Point labeling material
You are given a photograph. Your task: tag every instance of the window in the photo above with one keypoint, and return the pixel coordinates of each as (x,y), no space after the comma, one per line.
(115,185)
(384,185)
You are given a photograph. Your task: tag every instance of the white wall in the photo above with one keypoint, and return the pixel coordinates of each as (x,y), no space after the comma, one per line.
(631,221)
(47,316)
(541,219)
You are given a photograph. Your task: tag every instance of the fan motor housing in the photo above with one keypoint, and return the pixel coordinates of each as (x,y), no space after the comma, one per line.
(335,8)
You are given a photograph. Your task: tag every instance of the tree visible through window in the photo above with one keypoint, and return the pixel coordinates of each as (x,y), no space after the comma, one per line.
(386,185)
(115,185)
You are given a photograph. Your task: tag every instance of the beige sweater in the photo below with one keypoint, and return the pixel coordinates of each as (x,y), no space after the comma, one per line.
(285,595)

==

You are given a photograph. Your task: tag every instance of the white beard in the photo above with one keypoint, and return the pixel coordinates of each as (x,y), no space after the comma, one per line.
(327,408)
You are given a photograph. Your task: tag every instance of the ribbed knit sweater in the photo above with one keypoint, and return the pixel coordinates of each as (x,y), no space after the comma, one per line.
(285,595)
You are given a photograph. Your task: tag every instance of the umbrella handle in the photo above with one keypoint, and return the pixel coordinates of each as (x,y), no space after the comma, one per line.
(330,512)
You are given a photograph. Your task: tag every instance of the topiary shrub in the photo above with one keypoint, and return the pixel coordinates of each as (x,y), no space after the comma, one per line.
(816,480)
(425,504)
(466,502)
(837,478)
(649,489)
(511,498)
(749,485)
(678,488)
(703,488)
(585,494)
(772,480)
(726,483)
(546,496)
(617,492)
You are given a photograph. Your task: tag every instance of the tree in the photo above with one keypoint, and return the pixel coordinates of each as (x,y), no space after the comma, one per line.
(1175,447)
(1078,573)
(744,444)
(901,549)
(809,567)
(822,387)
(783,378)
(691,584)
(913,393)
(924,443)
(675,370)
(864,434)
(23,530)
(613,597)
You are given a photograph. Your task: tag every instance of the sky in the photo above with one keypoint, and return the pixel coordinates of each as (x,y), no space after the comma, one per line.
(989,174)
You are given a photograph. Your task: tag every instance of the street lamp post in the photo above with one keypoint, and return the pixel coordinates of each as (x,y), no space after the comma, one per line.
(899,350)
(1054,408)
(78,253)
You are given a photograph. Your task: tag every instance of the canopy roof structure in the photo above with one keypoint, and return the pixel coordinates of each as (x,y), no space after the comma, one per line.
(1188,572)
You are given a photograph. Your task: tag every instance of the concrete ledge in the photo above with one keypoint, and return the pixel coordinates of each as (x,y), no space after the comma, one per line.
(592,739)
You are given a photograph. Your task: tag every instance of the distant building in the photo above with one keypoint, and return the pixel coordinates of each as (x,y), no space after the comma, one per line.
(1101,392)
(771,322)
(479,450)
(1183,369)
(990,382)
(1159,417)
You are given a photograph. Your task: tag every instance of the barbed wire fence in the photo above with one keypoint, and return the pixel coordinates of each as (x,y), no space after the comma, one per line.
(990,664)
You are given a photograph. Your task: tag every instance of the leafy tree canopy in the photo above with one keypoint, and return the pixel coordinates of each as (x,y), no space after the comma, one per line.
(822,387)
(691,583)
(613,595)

Your task:
Count the lines in the material above that contain the word "white", and give only that number.

Task solution:
2